Records for the task -

-- Opening Marker --

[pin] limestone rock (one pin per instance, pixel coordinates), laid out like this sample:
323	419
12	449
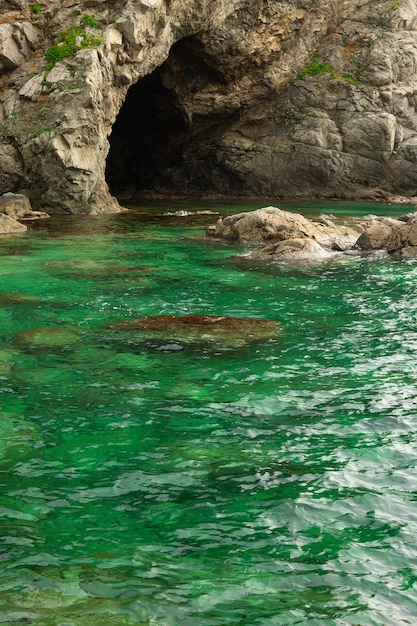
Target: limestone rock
273	224
198	97
18	207
9	226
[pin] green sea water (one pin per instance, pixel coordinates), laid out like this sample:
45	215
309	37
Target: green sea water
163	484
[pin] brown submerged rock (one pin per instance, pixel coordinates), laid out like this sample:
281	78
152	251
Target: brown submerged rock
231	332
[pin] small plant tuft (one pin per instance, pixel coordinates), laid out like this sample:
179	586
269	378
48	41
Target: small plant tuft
320	67
90	20
70	41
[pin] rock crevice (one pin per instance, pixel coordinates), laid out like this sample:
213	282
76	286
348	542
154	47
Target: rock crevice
238	97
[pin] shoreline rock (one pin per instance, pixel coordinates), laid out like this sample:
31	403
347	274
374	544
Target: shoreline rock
293	237
14	209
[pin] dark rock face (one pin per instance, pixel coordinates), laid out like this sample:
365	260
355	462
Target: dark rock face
207	97
230	332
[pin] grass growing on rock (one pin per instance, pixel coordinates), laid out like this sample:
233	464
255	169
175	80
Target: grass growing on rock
70	41
320	67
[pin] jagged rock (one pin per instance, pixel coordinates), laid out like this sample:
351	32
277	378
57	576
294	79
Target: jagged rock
221	97
230	332
9	226
273	224
18	207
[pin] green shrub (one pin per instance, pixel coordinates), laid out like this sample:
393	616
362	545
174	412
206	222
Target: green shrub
89	20
319	67
70	41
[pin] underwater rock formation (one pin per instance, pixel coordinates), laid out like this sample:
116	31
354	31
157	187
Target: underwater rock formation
229	332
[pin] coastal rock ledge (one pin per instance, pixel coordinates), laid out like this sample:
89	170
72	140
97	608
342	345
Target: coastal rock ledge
292	237
102	103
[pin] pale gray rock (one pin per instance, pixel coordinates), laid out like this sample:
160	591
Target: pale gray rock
224	100
273	224
18	207
9	226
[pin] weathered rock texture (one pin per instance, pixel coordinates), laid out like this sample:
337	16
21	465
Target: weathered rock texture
229	332
255	97
292	237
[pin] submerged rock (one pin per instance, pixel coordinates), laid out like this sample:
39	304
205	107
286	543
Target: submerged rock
46	337
273	225
293	250
231	332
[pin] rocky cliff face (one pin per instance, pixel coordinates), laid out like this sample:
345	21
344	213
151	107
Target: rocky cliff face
252	97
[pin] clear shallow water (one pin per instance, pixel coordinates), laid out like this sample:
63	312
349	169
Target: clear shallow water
140	484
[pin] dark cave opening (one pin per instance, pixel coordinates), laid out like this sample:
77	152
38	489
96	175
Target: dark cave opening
159	143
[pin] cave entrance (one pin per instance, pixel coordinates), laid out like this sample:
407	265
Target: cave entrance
159	143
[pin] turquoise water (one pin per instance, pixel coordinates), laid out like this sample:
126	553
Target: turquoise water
163	484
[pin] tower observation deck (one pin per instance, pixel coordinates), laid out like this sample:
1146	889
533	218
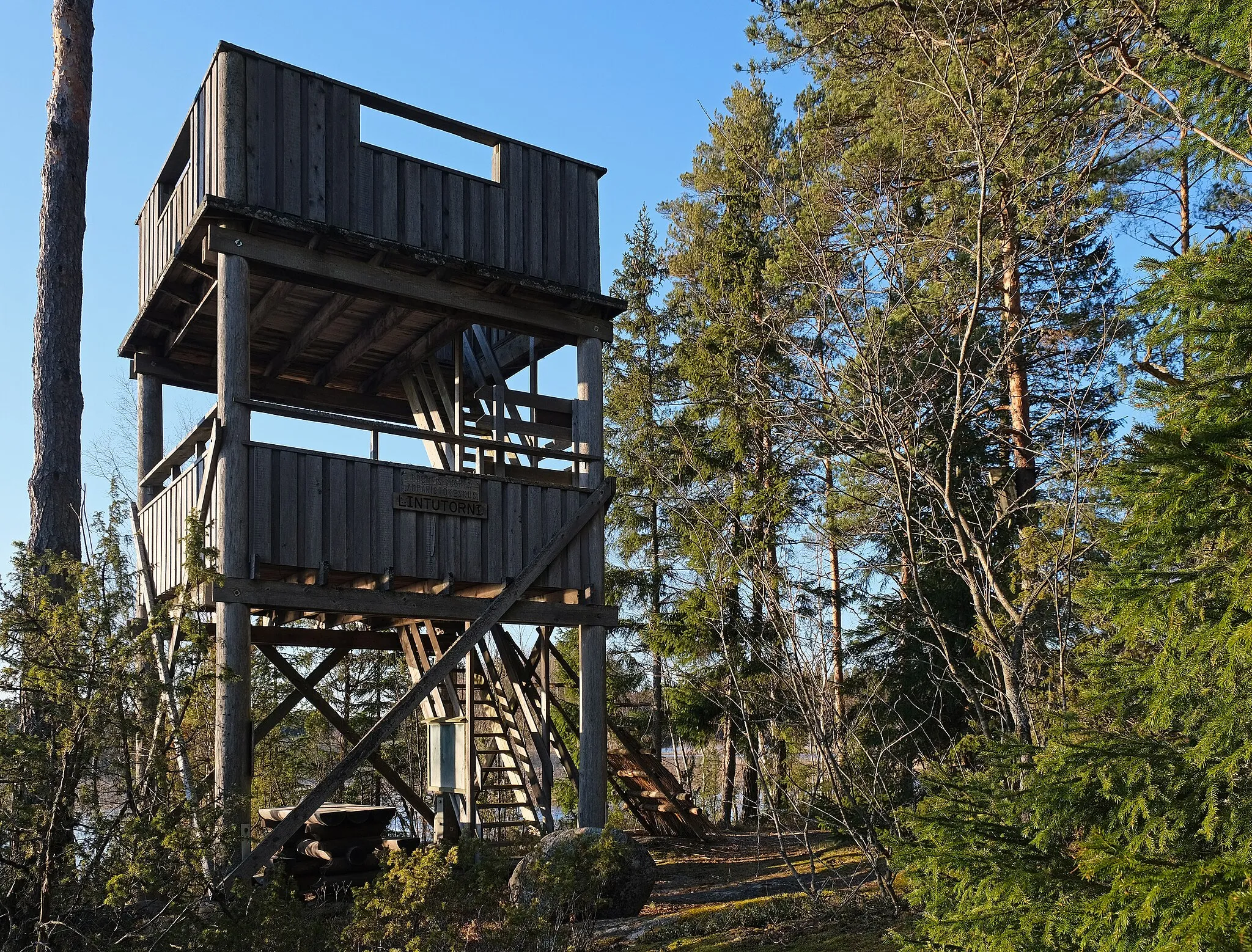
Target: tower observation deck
295	271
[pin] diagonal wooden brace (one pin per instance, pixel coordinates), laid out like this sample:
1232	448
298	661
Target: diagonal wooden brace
389	722
287	705
340	723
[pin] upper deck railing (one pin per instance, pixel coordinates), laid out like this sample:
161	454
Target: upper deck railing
271	137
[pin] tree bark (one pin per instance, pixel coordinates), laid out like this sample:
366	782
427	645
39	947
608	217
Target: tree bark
57	477
751	791
658	687
837	601
1017	383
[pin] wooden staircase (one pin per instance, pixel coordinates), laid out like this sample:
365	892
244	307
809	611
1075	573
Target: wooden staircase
506	711
507	782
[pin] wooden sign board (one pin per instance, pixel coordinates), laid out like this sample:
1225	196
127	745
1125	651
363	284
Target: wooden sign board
441	494
447	763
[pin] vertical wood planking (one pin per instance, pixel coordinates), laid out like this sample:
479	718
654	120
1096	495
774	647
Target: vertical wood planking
551	208
262	505
514	178
315	149
337	513
432	208
534	212
312	511
471	549
383	519
406	532
292	167
496	225
454	214
386	196
589	236
427	542
267	133
514	530
289	521
340	149
570	221
493	561
411	200
252	130
476	222
534	521
571	500
302	155
363	191
359	516
553	519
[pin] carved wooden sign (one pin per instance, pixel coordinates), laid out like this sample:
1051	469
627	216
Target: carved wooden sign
441	494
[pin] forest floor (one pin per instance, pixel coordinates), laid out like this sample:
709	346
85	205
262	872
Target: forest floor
738	895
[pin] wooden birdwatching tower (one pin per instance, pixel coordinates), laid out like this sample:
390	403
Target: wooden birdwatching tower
296	271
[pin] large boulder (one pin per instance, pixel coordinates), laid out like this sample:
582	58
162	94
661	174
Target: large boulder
586	874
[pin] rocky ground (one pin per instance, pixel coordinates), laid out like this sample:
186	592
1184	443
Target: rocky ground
739	895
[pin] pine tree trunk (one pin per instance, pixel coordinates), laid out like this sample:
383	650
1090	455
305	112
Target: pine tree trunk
658	689
837	601
751	791
57	477
1017	375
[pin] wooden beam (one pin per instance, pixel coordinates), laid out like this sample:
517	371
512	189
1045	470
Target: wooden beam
197	309
356	276
154	477
400	430
202	378
495	612
284	636
326	315
274	296
374	332
340	723
408	358
395	604
287	705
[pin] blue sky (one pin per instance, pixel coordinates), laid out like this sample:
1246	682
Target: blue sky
624	86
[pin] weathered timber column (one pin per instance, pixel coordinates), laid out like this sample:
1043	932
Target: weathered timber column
592	726
232	738
152	431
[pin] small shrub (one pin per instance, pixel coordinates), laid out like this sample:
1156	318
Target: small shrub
442	900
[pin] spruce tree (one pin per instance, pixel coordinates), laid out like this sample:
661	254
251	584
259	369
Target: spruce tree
640	392
1132	830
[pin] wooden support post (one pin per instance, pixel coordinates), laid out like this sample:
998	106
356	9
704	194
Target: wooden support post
546	733
592	725
152	432
232	737
386	727
457	402
471	820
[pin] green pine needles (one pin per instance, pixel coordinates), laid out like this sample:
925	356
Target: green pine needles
1131	829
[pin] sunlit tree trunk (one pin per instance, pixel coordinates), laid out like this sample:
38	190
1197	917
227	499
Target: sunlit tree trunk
57	477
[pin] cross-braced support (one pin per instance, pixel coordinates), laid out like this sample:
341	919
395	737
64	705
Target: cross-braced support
387	726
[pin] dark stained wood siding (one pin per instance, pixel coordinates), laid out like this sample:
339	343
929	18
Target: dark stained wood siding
303	156
308	508
163	522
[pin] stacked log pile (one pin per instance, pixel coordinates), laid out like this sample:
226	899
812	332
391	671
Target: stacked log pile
336	851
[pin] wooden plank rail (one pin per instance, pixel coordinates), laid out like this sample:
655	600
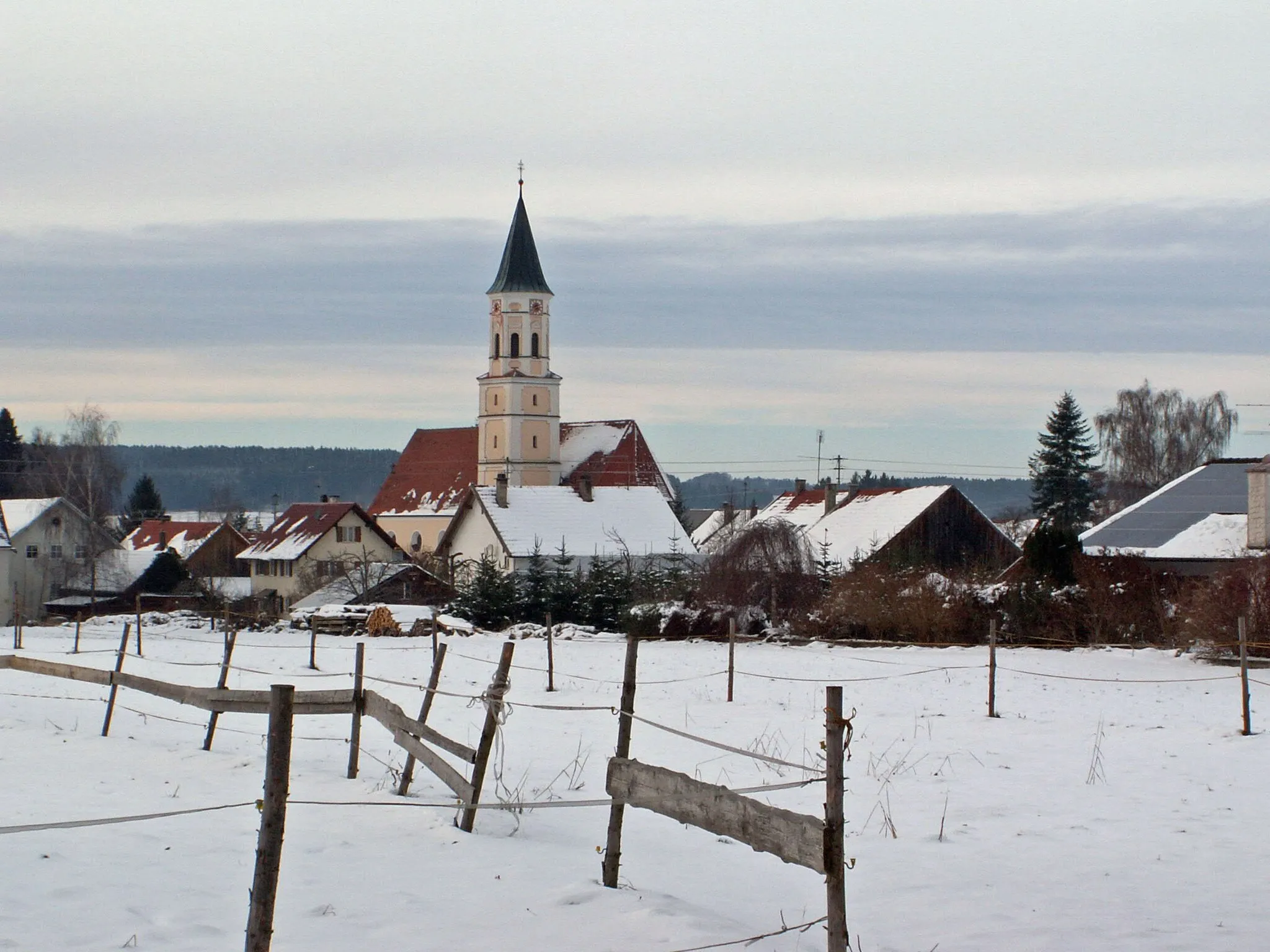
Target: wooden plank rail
796	838
55	669
221	700
431	759
393	718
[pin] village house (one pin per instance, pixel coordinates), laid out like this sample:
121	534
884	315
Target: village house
928	526
512	523
310	545
518	432
1210	518
207	549
56	549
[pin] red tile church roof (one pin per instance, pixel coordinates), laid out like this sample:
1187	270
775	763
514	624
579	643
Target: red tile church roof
437	465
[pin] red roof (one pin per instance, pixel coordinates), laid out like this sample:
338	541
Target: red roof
437	465
153	534
432	471
619	455
301	526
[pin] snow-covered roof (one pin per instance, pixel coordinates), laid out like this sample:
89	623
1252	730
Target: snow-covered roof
1193	517
299	528
342	591
186	537
634	519
116	570
858	528
20	513
717	528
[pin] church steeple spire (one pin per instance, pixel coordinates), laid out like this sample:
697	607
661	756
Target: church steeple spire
518	419
520	270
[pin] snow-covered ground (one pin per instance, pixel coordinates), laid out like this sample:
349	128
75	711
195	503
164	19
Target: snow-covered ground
1165	850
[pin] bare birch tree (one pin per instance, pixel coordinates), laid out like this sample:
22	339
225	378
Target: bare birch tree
1152	437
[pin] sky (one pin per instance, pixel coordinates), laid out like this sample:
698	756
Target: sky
910	225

-- Closing Marker --

Task details - A word-for-word copy of the lines above from the one with "Target: rock crevice" through the one with "[pin] dark rock", inclusive, is the only output wanted.

Response area -
Target: rock crevice
238	97
[pin] shoreline rock (one pin per instance, pixel coordinates), laid out like this sample:
31	403
347	274
374	544
Target: shoreline rock
293	237
14	209
[pin] dark rock face (one pin per instance, pixel coordinates), laid out like this sample:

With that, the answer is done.